● **PROBLEM TO WORK ON**
Set out the lines below as a numbered list, skipping any blank lines.

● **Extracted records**
....
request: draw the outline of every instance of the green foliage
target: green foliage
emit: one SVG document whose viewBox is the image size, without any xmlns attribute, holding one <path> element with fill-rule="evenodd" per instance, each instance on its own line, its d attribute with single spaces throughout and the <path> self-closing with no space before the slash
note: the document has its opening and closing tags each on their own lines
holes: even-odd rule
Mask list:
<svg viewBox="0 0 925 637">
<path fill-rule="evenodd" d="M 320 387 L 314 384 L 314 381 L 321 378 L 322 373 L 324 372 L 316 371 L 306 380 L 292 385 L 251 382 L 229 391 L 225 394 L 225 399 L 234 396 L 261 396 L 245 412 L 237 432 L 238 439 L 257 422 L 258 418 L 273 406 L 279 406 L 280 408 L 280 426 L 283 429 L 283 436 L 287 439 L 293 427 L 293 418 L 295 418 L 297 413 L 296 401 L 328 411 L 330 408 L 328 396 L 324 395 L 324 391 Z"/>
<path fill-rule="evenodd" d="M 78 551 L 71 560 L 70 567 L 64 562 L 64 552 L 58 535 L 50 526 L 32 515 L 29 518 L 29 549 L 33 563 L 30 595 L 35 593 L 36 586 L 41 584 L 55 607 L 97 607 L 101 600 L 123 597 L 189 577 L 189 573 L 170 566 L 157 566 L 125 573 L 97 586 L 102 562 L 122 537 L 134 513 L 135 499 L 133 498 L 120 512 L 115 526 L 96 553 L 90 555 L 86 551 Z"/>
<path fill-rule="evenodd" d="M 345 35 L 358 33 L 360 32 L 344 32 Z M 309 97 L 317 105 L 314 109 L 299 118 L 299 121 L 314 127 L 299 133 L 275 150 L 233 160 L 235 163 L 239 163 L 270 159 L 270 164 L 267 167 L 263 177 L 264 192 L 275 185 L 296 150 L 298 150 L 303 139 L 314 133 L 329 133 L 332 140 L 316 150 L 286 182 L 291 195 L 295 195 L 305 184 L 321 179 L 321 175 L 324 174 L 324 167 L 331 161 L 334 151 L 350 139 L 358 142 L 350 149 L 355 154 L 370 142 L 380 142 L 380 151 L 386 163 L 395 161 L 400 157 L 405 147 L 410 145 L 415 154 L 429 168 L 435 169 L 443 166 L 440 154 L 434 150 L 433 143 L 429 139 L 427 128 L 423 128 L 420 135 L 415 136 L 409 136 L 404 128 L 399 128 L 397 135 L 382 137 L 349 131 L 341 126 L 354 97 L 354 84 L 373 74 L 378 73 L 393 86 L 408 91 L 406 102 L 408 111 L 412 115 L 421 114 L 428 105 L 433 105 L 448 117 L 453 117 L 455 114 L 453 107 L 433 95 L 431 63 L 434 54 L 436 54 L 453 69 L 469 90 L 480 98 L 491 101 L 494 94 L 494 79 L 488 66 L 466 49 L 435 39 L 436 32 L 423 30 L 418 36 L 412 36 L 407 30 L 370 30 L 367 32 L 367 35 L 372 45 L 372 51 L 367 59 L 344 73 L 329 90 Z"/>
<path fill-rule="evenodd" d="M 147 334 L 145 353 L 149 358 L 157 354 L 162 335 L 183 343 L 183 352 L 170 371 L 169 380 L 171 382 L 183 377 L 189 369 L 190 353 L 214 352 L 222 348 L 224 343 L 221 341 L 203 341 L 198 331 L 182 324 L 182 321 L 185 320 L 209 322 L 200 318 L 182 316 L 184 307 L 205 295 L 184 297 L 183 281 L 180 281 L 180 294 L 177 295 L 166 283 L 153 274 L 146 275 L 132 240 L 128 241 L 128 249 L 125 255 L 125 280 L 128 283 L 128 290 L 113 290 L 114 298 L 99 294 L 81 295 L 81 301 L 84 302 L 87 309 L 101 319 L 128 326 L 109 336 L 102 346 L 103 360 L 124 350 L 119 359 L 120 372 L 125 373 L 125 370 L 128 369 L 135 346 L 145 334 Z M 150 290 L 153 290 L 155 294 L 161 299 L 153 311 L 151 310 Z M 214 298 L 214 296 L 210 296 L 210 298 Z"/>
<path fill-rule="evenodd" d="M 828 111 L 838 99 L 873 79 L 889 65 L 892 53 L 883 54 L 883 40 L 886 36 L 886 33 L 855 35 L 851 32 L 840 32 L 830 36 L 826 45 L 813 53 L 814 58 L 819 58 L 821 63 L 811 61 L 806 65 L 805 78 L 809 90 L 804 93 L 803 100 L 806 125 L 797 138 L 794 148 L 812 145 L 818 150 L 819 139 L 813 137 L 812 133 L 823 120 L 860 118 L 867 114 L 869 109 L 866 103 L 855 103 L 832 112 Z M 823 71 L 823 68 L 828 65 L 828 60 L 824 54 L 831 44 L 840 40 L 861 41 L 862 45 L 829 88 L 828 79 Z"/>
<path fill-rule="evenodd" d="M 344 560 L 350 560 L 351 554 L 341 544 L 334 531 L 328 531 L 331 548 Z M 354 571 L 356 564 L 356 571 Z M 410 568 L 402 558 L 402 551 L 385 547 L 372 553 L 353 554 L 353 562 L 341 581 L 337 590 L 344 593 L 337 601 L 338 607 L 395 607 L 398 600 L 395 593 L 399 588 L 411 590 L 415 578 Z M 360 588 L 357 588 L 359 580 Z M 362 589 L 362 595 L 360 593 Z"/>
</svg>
....
● **CORRECT RESPONSE**
1. request: draw the outline of every instance of the green foliage
2. target: green foliage
3. emit: one SVG document whose viewBox is the image size, without any xmlns attribute, holding one <path> element with fill-rule="evenodd" per instance, each instance on its own line, its d attribute with single spaces throughout and the <path> self-closing with no space before the slash
4. note: the document has its opening and closing tags each on their own lines
5. holes: even-odd rule
6. Mask list:
7. <svg viewBox="0 0 925 637">
8. <path fill-rule="evenodd" d="M 320 387 L 314 384 L 314 381 L 321 378 L 322 373 L 324 372 L 316 371 L 306 380 L 292 385 L 251 382 L 229 391 L 225 394 L 225 399 L 234 396 L 261 396 L 245 412 L 237 432 L 238 439 L 257 422 L 258 418 L 273 406 L 279 406 L 280 408 L 280 426 L 283 429 L 283 436 L 287 439 L 293 427 L 293 418 L 295 418 L 297 413 L 296 401 L 328 411 L 330 408 L 328 396 L 324 395 L 324 391 Z"/>
9. <path fill-rule="evenodd" d="M 78 551 L 71 560 L 70 567 L 64 562 L 64 552 L 58 535 L 50 526 L 32 515 L 29 518 L 29 549 L 33 563 L 30 595 L 35 593 L 36 586 L 41 584 L 55 607 L 97 607 L 101 600 L 123 597 L 189 577 L 189 573 L 170 566 L 157 566 L 125 573 L 97 586 L 102 562 L 122 537 L 134 513 L 135 499 L 133 498 L 120 512 L 115 526 L 96 553 L 90 555 L 86 551 Z"/>
10. <path fill-rule="evenodd" d="M 345 35 L 358 33 L 360 32 L 344 32 Z M 309 97 L 317 105 L 314 109 L 299 118 L 299 121 L 314 127 L 299 133 L 275 150 L 233 160 L 235 163 L 239 163 L 270 159 L 270 164 L 267 167 L 263 177 L 264 192 L 275 185 L 296 150 L 298 150 L 303 139 L 314 133 L 329 133 L 332 140 L 316 150 L 286 182 L 291 195 L 295 195 L 305 184 L 321 179 L 321 175 L 324 174 L 324 167 L 331 161 L 334 151 L 350 139 L 358 142 L 350 149 L 355 154 L 370 142 L 380 142 L 380 151 L 386 163 L 395 161 L 400 157 L 405 147 L 410 145 L 415 154 L 429 168 L 435 169 L 443 166 L 440 154 L 434 150 L 433 143 L 429 139 L 427 128 L 423 128 L 420 135 L 415 136 L 409 136 L 404 128 L 399 128 L 397 135 L 382 137 L 349 131 L 341 126 L 354 97 L 354 84 L 373 74 L 378 73 L 393 86 L 408 91 L 406 102 L 408 111 L 412 115 L 421 114 L 428 105 L 433 105 L 448 117 L 453 117 L 455 114 L 453 107 L 433 95 L 431 63 L 434 54 L 436 54 L 453 69 L 469 90 L 480 98 L 491 101 L 494 94 L 494 79 L 488 66 L 466 49 L 435 39 L 436 32 L 423 30 L 418 36 L 412 36 L 407 30 L 370 30 L 367 32 L 367 35 L 372 45 L 372 51 L 367 59 L 344 73 L 329 90 Z"/>
11. <path fill-rule="evenodd" d="M 147 334 L 145 353 L 149 358 L 157 354 L 162 335 L 183 343 L 183 352 L 170 371 L 169 380 L 171 382 L 183 377 L 189 369 L 190 353 L 214 352 L 222 348 L 224 343 L 221 341 L 203 341 L 198 331 L 182 324 L 182 321 L 185 320 L 209 322 L 200 318 L 182 316 L 184 307 L 205 295 L 184 297 L 183 281 L 180 281 L 180 294 L 177 295 L 166 283 L 153 274 L 146 275 L 132 240 L 128 241 L 128 249 L 125 255 L 125 280 L 128 283 L 128 290 L 113 290 L 114 298 L 99 294 L 81 295 L 81 301 L 84 302 L 87 309 L 101 319 L 128 326 L 109 336 L 102 346 L 103 360 L 124 350 L 119 359 L 120 372 L 125 373 L 125 370 L 128 369 L 135 346 L 145 334 Z M 150 290 L 153 290 L 155 294 L 161 299 L 153 311 L 151 310 Z M 214 298 L 214 296 L 210 296 L 210 298 Z"/>
12. <path fill-rule="evenodd" d="M 828 111 L 838 99 L 873 79 L 889 65 L 892 53 L 883 54 L 883 40 L 886 36 L 886 33 L 855 35 L 851 32 L 840 32 L 830 36 L 826 45 L 813 53 L 814 58 L 819 58 L 821 63 L 811 61 L 806 65 L 805 78 L 809 90 L 804 93 L 803 100 L 806 125 L 797 138 L 794 148 L 812 145 L 818 150 L 819 139 L 813 137 L 812 133 L 823 120 L 860 118 L 867 114 L 869 109 L 866 103 L 855 103 L 832 112 Z M 823 71 L 823 68 L 828 65 L 828 60 L 824 54 L 831 44 L 840 40 L 861 41 L 862 45 L 829 88 L 828 79 Z"/>
13. <path fill-rule="evenodd" d="M 344 560 L 350 560 L 351 554 L 341 544 L 334 531 L 328 531 L 331 548 Z M 354 571 L 356 564 L 356 571 Z M 410 568 L 402 558 L 402 551 L 385 547 L 372 553 L 353 554 L 353 562 L 341 581 L 337 590 L 344 593 L 337 601 L 338 607 L 395 607 L 398 600 L 395 593 L 399 588 L 411 590 L 415 578 Z M 360 588 L 357 588 L 359 580 Z M 362 589 L 362 595 L 360 593 Z"/>
14. </svg>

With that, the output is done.